**What you should do:**
Write out the following listing in full, exactly as it reads.

┌─ Material shown

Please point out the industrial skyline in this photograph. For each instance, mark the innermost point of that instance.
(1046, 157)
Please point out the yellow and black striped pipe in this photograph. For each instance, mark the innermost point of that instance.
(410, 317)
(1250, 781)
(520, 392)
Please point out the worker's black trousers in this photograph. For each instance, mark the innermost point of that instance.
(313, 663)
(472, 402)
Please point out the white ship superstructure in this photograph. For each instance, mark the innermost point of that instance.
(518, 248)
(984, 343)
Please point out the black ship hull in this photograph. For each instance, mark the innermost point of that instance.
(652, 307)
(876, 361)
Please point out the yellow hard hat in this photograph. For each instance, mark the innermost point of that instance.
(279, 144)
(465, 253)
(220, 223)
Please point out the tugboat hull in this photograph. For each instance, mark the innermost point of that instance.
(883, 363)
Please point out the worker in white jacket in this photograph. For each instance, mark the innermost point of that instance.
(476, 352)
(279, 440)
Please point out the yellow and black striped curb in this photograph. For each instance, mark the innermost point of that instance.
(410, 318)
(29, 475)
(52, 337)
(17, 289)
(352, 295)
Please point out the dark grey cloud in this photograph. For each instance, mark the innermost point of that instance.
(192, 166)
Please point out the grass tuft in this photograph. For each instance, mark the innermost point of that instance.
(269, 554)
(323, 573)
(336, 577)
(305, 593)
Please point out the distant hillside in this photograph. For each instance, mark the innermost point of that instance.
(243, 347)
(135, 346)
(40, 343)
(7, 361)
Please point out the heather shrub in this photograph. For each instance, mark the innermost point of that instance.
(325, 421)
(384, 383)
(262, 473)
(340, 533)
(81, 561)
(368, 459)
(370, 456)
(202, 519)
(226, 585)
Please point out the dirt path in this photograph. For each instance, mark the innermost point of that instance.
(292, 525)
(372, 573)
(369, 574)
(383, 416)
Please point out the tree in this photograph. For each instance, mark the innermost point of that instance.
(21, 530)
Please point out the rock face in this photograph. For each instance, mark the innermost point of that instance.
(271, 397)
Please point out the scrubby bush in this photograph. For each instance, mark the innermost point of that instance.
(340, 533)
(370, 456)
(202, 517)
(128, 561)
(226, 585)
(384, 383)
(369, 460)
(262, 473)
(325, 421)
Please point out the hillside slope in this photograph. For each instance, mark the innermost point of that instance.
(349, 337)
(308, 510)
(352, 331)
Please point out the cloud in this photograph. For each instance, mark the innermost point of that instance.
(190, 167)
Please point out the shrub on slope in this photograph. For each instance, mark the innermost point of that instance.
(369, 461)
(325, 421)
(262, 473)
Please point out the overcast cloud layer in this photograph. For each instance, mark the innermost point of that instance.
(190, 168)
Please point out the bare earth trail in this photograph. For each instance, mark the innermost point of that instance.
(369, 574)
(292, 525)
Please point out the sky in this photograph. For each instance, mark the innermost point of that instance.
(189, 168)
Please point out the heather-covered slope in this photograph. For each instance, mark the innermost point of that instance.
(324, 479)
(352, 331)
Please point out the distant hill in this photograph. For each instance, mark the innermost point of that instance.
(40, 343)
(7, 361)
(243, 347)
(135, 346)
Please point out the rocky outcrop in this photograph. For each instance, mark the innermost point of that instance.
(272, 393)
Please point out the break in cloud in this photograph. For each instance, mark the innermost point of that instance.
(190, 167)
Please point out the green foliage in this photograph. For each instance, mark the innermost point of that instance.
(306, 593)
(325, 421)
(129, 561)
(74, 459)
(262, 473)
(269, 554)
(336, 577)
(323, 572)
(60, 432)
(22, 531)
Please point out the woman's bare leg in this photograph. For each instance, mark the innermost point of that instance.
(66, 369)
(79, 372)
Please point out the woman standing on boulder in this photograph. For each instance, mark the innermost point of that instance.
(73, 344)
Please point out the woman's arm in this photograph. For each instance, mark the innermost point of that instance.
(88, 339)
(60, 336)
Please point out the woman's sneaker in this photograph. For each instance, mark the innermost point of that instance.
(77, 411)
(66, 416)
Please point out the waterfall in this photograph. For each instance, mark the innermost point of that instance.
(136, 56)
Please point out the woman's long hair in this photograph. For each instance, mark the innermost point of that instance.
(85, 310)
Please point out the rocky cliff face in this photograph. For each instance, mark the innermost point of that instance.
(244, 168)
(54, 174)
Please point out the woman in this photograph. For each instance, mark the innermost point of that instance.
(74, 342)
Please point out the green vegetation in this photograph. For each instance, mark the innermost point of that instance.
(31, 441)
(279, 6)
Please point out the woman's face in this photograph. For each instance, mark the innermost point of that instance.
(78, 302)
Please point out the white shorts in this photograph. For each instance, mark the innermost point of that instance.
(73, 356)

└─

**Exercise result:**
Please point out the industrial skyline in this photograph. For each instance, mark the innermost point of that instance.
(1046, 157)
Please point out the yellow and black striped pipe in this photograph. For each instance, mark the innermost point of that instance.
(410, 317)
(1250, 781)
(520, 392)
Please point out the worker's black trousers in this photograph. For each instance, mark the innermost point of that instance.
(313, 663)
(472, 402)
Please point out the white ship superstructure in this photograph. For each instance, mark the innermost point of that instance.
(518, 248)
(984, 343)
Please point out the black ship hull in this photograph. For each instance, mark the innermost point of that instance.
(652, 307)
(876, 361)
Please point out the yellow hard hat in this photograph. For each instance, mark the innermost point of that instance.
(279, 144)
(465, 253)
(220, 223)
Please point out the tugboat hull in this photograph. For each instance, mark the innermost point of that instance.
(883, 363)
Please point out the worker in white jacket in this photograph. For each instance, mark the innermost point of that instance.
(476, 352)
(279, 440)
Please point out the yellow and black striped curb in this photograph. For each instance, mark the innermost point of that instance.
(410, 318)
(29, 475)
(52, 337)
(17, 289)
(352, 295)
Please point out the dark grey cloud in this photograph. For each instance, mark the innermost point of that instance.
(192, 166)
Please point out the grass tuft in this photograph. For each instance, mark the innermost point of that instance.
(269, 554)
(323, 573)
(336, 577)
(305, 593)
Please point out the distant hillside in this photograph. For each instance, mark the innermost point of that instance.
(243, 347)
(135, 346)
(40, 343)
(7, 361)
Please point out the heather shrub in this photograph. For each instance, mark the innermost point of that instance.
(325, 421)
(384, 383)
(262, 473)
(340, 533)
(81, 561)
(368, 459)
(370, 456)
(202, 519)
(226, 585)
Please point out the dirt path in this photograph. For each instance, mark the innermost point of that instance.
(292, 525)
(372, 573)
(369, 574)
(383, 416)
Please point out the tree in this photograph. For each instance, mark the innermost point of that instance.
(21, 530)
Please point out the rock face in this photograph. For each instance, mark the innermost point of that instance.
(271, 397)
Please point out the scrubby bush in this photograph. For each instance, mark the innermost point of that instance.
(340, 533)
(370, 456)
(202, 517)
(128, 561)
(226, 585)
(384, 383)
(369, 460)
(262, 473)
(325, 421)
Please point out the hillside slope in this photograph. For each instance, mark the innermost point of that instance.
(349, 337)
(308, 510)
(352, 331)
Please point out the cloud in this photograph. For each instance, mark the innermost point of that instance.
(190, 167)
Please point out the shrub on slope in this photograph. For each instance, mark the innermost point of that instance.
(369, 461)
(325, 421)
(262, 473)
Please point out the overcast cloud layer in this photograph. For each instance, mark the innermost point of that instance.
(190, 168)
Please point out the bare earth trail in this photograph. For each instance, mark the innermost point of that instance.
(369, 574)
(292, 525)
Please point out the sky in this photograph. For each instance, mark the innermost point of that instance.
(189, 168)
Please point out the heather-covered slope in this photograph. For each instance, mark the innermost point of that instance.
(324, 479)
(352, 331)
Please point out the distant hill in this photograph. For each instance, mark the innermost point of that instance.
(40, 343)
(7, 361)
(243, 347)
(135, 346)
Please point out the rocky outcrop in this photograph. For each instance, mark the innermost point of that instance.
(272, 393)
Please point out the break in cloud in this photograph. For each instance, mark the innermost point of that instance.
(190, 167)
Please point out the green foliage in this photograph. For each instance, mark the innermost point of that instance.
(306, 593)
(325, 421)
(129, 561)
(74, 459)
(262, 473)
(269, 554)
(336, 577)
(323, 572)
(60, 432)
(22, 531)
Please point out the woman's bare leg in this photograph. For each instance, mark the innermost point of that instance.
(66, 369)
(79, 372)
Please point out the woman standing on boulder in this photograph. For each instance, mark the innermost point of that instance.
(73, 344)
Please point out the woman's arm in this photograph. For each instance, mark the innermost point of that instance.
(88, 339)
(60, 336)
Please point out the woman's sneaker in this photograph. For each instance, mark the innermost point of that instance.
(77, 411)
(66, 416)
Please point out the waterfall in this photograph. For each instance, mark the innermost point of that instance.
(136, 56)
Please point out the woman's long hair in this photograph. For each instance, mark the innermost point of that instance.
(85, 310)
Please point out the rocky cliff face in this photograph. For each instance, mark the innermost point of that instance.
(244, 168)
(54, 174)
Please point out the woman in this photograph. For each instance, mark the innermost point of that instance.
(74, 342)
Please point out the green vegetation in this photograph. For each instance, mark the innermost point of that instance.
(31, 441)
(279, 6)
Please point out the woman's face in this photograph. For each instance, mark the innermost point of that instance.
(78, 302)
Please point out the white shorts in this photograph. For each instance, mark the innermost point of that instance.
(73, 356)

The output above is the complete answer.